◆ **SELECTED TEXT**:
Start of Block

Table 2. Hydrogen bond lengths, in Å, in 2AP·2PY and related systems.

	2AP·2PY		2AP·2AP Cryst (22)	2PY·2PY Cryst (23)	SAU Cryst (24)
Bond	Gas phase	Calc (16)
N···H—N	2.90	2.94	3.07	—	2.82
N—H···O	2.81	2.88	—	2.76	2.95

Calc, calculated; Cryst, crystal; SAU, sodium adenylyl-3′,5′-uridine.

A survey of 88 crystal structures with similar hydrogen-bonding motifs in the Cambridge Structural Database (26) reveals average bond lengths of r₁ (N···H—N) = 2.92 ± 0.10 Å and r₂ (N—H···O) = 3.00 ± 0.09 Å. The gas-phase value of r₁ (2.90 Å) lies well within the distribution of x-ray values, but the gas-phase value of r₂ (2.81 Å) lies well outside this distribution.

End of Block

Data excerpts
Start of Block

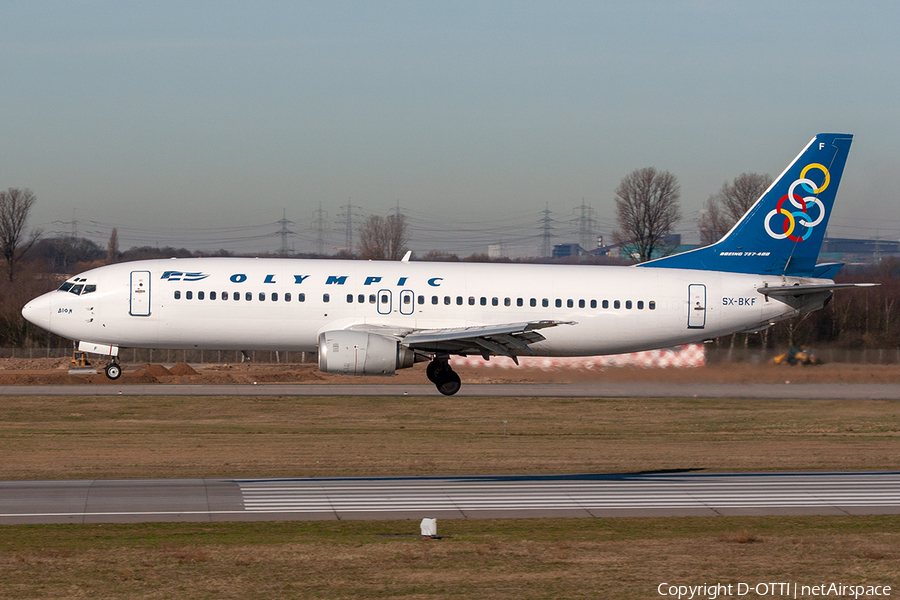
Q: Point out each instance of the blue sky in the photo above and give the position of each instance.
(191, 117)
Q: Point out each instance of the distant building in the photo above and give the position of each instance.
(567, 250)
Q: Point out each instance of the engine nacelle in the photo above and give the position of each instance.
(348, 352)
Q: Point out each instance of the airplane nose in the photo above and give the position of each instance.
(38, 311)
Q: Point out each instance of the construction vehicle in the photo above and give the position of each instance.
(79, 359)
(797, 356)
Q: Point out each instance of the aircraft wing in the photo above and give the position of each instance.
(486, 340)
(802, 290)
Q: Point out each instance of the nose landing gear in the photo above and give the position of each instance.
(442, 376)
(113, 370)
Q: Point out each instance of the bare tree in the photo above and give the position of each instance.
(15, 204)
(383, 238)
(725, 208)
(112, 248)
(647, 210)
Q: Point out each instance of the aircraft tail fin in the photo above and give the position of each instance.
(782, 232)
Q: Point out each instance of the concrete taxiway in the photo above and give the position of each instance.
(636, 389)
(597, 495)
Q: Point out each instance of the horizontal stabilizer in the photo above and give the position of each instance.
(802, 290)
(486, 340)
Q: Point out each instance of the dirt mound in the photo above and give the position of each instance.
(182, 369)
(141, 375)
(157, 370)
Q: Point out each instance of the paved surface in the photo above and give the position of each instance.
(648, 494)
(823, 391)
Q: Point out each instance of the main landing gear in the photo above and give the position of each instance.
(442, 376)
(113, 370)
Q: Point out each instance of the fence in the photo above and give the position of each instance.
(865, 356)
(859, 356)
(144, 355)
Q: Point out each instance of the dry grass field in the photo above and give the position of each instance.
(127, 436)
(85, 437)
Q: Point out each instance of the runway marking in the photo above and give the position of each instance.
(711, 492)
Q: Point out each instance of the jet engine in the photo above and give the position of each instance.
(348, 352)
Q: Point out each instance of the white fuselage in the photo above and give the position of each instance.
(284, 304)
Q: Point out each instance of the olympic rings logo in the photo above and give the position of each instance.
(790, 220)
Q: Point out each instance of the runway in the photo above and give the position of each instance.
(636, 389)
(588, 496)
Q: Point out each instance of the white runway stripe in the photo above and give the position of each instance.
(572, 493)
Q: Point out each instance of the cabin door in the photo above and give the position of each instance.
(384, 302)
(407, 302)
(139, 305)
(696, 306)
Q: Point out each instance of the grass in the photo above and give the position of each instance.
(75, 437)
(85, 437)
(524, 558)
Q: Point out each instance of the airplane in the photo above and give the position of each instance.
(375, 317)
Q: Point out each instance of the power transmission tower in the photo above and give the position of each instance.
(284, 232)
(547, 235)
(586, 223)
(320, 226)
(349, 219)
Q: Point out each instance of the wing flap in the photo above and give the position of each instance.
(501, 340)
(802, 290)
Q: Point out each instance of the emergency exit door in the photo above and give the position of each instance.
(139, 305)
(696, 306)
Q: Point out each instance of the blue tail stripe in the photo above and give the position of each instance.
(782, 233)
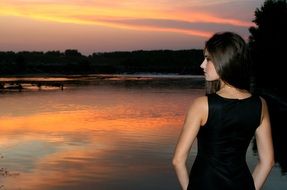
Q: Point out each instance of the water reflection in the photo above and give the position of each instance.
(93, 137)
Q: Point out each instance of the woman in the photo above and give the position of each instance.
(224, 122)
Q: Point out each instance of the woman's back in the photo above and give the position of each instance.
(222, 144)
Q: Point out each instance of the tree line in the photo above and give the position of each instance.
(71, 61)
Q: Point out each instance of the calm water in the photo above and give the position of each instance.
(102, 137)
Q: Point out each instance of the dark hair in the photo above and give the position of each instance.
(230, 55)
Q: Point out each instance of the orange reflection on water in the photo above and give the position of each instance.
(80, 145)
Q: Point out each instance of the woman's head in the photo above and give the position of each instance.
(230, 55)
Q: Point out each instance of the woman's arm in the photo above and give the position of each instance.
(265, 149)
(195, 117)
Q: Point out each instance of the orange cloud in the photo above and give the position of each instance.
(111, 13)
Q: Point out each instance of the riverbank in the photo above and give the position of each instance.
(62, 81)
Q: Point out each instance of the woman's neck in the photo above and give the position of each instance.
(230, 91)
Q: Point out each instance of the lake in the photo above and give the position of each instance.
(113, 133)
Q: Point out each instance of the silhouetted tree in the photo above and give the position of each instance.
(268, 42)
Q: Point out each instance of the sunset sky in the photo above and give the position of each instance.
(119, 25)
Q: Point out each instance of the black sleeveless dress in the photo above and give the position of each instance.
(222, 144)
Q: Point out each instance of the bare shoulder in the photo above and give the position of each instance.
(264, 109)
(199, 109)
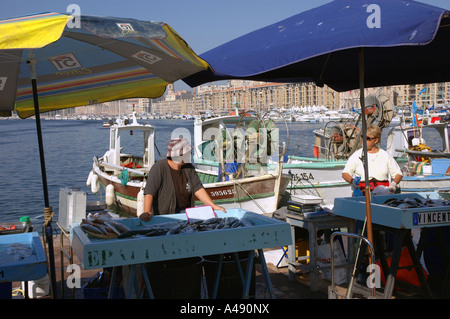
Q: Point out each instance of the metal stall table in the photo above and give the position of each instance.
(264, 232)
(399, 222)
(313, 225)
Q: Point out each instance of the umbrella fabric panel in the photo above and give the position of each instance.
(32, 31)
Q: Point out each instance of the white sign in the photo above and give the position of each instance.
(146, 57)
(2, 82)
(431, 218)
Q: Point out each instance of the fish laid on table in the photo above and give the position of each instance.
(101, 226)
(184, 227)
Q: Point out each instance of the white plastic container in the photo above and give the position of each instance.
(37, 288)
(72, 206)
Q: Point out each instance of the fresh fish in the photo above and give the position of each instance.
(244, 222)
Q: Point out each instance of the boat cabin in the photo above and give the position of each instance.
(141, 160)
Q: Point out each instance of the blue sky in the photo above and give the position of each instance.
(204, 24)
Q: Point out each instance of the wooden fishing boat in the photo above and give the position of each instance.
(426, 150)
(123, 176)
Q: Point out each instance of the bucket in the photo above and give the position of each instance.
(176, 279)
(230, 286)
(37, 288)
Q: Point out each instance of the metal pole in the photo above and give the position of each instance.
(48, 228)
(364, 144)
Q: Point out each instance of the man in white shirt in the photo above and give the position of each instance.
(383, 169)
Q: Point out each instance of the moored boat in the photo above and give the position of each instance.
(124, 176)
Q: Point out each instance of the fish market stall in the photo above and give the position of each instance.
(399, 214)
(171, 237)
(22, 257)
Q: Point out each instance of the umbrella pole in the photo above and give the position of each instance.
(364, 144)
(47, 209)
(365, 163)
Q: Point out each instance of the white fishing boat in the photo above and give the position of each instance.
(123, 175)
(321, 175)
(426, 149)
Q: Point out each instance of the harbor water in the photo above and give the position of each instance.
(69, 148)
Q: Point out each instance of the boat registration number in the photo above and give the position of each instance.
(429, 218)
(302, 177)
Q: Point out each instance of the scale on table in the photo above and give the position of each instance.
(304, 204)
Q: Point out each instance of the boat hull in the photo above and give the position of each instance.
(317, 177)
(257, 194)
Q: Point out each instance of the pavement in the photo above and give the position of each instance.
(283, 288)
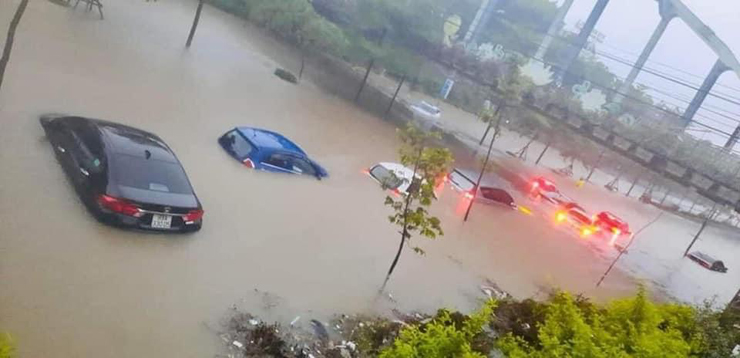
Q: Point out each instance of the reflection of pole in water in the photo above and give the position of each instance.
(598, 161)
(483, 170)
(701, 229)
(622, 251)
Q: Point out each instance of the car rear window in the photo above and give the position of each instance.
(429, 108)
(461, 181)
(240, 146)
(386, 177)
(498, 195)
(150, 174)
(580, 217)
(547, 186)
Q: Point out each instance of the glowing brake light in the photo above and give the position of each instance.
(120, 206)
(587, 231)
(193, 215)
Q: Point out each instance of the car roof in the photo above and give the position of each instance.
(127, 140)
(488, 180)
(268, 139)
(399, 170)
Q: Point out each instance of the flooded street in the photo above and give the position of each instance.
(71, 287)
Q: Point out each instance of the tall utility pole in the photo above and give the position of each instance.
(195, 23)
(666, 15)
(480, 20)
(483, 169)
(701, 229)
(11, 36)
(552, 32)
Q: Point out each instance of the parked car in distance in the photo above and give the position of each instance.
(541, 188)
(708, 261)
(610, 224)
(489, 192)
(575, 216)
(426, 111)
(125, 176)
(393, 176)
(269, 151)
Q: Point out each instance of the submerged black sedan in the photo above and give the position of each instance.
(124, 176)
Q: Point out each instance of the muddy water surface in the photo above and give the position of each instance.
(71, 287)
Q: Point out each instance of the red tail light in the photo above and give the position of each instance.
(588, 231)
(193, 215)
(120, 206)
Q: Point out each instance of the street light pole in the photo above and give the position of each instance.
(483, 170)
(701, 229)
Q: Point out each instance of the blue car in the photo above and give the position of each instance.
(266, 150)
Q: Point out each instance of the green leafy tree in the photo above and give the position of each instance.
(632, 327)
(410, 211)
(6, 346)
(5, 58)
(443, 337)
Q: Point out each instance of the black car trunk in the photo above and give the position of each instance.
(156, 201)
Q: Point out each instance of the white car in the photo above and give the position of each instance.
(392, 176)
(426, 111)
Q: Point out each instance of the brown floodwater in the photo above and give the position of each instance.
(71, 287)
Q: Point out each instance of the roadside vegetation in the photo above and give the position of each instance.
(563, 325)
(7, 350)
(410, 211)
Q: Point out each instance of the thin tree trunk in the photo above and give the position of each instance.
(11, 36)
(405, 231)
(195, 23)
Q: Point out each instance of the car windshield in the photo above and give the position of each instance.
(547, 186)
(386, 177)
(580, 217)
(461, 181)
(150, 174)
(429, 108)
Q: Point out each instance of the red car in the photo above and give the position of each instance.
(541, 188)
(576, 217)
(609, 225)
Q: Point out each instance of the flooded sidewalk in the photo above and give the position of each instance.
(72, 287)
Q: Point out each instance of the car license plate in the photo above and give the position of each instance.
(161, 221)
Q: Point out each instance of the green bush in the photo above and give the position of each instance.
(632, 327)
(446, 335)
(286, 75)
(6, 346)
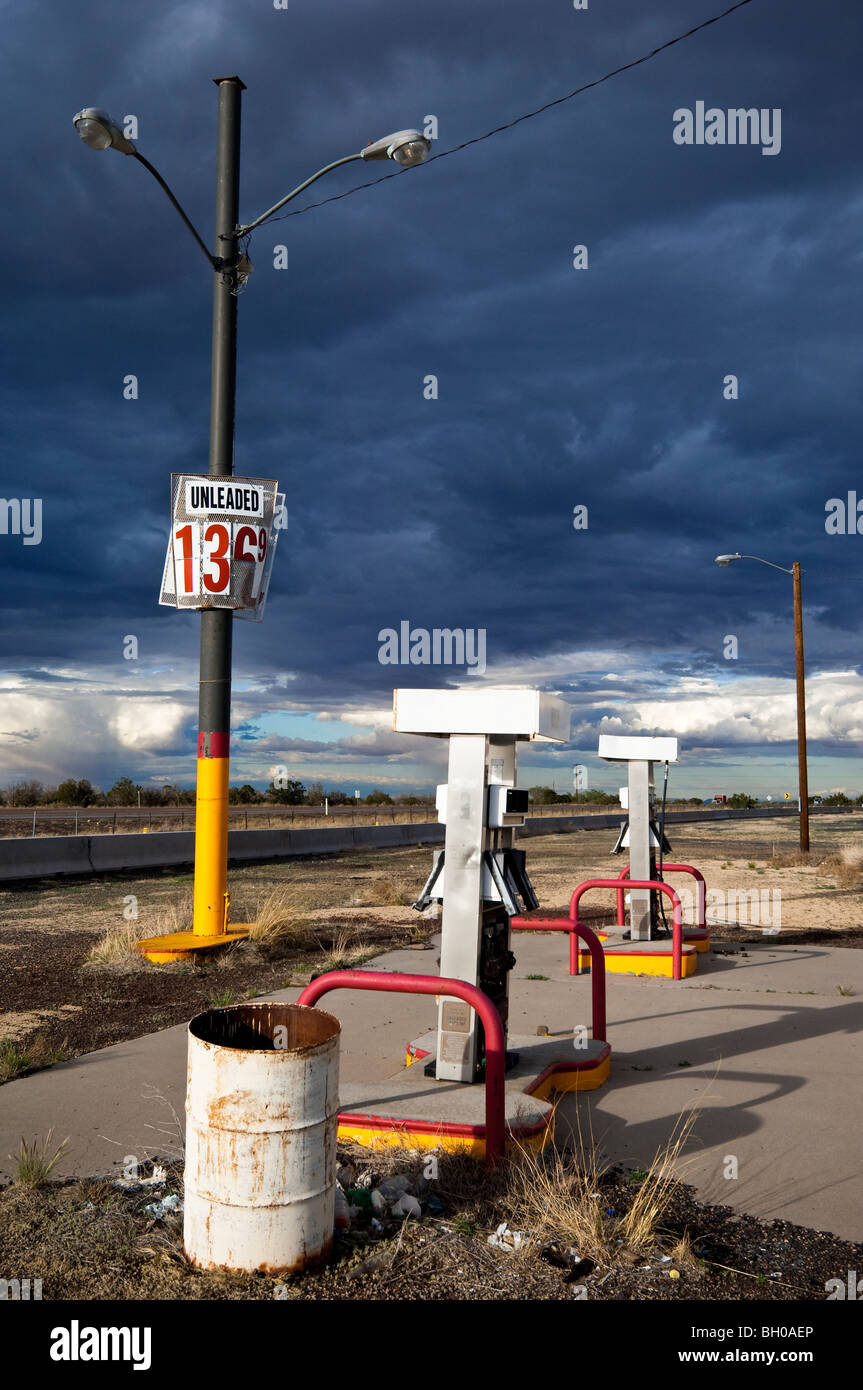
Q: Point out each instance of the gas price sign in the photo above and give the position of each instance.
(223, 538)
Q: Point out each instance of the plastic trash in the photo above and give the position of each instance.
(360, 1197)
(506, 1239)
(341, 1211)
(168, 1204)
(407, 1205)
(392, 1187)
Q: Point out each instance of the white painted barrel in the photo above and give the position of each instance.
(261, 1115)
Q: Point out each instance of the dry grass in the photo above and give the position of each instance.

End of Block

◆ **WORK TASK 1**:
Decide whether each statement agrees with the text on hydrogen bond lengths. Answer yes or no, and quote the words of the text that decide it.
(a) The survey drew on 88 crystal structures in the Cambridge Structural Database.
(b) The gas-phase value of r₂ falls within the distribution of x-ray values.
(c) SAU stands for sodium adenylyl-3′,5′-uridine.
◆ **WORK TASK 2**:
Answer these questions from the text on hydrogen bond lengths.
(a) In what unit are the bond lengths given?
(b) What average value of r₁ (N···H—N) did the survey find?
(c) What is the gas-phase value of r₁?
The listing has no role in this work.

◆ **EXERCISE ANSWER 1**:
(a) Yes: "A survey of 88 crystal structures with similar hydrogen-bonding motifs in the Cambridge Structural Database (26)"
(b) No: "the gas-phase value of r₂ (2.81 Å) lies well outside this distribution"
(c) Yes: "SAU, sodium adenylyl-3′,5′-uridine"

◆ **EXERCISE ANSWER 2**:
(a) Å
(b) 2.92 ± 0.10 Å
(c) 2.90 Å